--- START ---
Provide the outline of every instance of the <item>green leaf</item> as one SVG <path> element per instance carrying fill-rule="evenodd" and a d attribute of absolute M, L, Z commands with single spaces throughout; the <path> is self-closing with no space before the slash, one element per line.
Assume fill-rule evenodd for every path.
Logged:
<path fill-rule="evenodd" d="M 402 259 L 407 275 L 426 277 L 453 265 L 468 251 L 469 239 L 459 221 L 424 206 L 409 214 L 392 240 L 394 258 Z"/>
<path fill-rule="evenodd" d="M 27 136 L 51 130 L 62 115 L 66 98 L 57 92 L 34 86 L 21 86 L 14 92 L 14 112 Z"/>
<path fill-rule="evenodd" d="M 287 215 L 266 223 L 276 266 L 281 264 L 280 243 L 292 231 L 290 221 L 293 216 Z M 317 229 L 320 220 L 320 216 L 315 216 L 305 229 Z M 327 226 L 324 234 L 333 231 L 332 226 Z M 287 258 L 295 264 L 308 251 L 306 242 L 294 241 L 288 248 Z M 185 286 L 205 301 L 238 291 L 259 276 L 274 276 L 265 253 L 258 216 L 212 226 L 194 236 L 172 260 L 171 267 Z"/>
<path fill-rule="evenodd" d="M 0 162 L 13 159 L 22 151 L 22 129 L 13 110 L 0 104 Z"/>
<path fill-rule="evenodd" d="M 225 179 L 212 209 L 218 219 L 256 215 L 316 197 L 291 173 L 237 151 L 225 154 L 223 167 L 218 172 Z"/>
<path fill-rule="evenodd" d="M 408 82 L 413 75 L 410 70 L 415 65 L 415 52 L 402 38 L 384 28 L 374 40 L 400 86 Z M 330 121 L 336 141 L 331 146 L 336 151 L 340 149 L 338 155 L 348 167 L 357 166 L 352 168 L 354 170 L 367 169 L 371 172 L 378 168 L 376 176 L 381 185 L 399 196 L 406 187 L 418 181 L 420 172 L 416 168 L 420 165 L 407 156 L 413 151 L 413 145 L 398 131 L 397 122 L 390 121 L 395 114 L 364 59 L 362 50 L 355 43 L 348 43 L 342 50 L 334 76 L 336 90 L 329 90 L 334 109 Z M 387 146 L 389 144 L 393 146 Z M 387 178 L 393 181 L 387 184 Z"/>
--- END ---
--- START ---
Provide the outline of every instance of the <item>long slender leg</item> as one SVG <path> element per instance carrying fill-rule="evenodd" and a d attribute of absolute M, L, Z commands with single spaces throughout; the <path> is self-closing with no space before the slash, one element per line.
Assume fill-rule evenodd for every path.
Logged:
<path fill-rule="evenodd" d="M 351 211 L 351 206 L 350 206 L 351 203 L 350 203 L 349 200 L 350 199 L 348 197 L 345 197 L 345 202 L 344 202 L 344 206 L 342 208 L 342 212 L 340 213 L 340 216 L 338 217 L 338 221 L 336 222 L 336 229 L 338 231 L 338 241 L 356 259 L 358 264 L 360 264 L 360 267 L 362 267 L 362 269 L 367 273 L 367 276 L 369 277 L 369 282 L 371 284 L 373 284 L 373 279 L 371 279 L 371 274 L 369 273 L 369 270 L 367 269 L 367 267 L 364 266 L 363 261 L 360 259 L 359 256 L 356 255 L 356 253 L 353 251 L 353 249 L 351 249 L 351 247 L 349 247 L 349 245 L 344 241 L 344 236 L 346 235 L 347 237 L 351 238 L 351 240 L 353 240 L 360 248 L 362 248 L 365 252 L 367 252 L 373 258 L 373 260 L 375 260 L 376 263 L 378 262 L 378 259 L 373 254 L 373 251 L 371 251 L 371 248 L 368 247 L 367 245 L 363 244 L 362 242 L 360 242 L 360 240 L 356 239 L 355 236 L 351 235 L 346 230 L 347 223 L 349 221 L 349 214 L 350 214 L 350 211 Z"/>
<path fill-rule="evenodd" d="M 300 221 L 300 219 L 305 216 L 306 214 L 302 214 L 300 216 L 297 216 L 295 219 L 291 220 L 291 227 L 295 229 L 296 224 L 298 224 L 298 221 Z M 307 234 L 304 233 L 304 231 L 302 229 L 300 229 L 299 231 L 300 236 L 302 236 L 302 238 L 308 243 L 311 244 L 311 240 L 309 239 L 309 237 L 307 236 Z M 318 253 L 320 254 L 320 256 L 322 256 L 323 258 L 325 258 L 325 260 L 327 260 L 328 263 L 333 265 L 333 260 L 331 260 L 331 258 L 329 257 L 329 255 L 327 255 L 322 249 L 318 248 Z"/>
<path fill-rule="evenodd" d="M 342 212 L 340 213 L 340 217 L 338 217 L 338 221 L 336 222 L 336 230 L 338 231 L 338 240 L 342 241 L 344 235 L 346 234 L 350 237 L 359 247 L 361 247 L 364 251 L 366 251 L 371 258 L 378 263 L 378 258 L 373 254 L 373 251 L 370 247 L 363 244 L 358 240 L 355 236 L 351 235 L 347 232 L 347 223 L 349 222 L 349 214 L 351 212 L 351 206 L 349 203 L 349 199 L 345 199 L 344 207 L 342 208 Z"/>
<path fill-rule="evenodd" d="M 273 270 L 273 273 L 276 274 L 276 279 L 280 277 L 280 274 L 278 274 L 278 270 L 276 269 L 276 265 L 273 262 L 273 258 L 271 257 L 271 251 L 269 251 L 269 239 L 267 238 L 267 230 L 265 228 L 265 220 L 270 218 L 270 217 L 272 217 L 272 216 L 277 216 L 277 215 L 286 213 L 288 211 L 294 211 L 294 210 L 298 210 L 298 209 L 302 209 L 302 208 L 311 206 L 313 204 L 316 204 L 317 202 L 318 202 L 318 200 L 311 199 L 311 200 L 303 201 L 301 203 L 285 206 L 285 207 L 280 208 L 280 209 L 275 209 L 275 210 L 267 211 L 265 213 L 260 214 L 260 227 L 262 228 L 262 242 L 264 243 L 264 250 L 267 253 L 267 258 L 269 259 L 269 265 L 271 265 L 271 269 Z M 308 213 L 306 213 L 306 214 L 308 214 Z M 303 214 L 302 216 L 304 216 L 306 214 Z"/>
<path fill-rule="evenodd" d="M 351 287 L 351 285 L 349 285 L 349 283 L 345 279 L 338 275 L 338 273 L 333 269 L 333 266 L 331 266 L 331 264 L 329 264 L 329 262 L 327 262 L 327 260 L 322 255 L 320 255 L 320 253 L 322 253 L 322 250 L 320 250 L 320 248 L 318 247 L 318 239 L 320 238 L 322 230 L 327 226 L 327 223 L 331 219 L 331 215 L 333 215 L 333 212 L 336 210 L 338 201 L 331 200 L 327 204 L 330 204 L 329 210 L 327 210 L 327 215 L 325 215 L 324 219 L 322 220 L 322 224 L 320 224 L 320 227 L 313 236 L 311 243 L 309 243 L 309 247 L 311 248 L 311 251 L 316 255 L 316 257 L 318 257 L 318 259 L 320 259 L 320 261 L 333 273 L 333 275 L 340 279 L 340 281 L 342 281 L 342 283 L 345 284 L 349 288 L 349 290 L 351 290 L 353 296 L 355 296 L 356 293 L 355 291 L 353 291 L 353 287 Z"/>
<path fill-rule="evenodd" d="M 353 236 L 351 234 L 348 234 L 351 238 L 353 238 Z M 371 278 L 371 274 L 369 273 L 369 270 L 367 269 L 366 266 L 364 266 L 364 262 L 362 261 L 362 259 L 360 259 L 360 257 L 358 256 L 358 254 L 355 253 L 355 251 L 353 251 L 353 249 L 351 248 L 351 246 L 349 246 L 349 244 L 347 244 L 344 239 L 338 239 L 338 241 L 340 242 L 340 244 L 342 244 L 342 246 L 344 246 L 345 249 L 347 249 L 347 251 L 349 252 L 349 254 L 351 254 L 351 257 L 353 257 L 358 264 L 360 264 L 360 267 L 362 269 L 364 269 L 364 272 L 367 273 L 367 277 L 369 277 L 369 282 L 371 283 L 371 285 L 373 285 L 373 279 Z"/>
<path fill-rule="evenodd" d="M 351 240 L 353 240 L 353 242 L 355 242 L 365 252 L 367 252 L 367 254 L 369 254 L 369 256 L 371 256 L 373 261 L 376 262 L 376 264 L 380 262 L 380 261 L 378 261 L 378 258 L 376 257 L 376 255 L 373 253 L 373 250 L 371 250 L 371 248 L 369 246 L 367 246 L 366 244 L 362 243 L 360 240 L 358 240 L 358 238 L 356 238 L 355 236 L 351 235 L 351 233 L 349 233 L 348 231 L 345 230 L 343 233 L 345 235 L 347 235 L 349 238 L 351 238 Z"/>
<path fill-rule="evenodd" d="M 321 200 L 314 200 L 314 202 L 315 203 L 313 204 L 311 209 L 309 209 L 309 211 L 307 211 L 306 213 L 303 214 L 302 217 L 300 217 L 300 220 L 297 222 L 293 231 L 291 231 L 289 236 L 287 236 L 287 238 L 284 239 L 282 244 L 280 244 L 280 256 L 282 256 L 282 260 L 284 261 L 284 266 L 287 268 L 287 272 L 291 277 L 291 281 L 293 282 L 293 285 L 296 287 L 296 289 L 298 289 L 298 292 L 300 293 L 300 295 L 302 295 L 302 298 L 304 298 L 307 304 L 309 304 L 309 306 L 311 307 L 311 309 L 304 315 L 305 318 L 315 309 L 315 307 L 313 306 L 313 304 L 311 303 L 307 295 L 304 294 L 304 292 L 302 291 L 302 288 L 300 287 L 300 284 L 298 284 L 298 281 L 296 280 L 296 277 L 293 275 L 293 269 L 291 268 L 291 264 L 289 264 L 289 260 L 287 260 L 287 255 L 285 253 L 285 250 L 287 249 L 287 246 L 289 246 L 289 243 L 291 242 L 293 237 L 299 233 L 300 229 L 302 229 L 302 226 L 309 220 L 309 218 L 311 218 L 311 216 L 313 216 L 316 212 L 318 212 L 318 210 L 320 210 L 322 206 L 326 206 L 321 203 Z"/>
--- END ---
#### [Exercise goal]
A complete answer gives every line of the records holding "instance".

#### [Answer box]
Provide the outline of every instance of the <item>green leaf</item> as one SVG <path> element per instance carrying fill-rule="evenodd" and a d attribute of absolute M, L, Z commands with single spaces throughout; the <path> is self-closing with no space before the slash, one element per line.
Provide the outline of every instance of the <item>long slender leg</item> as one SVG <path> element per instance carrying fill-rule="evenodd" and a d attribute of absolute M, L, Z commands with single spaces throughout; the <path> is self-closing with no space before the slash, one element per line.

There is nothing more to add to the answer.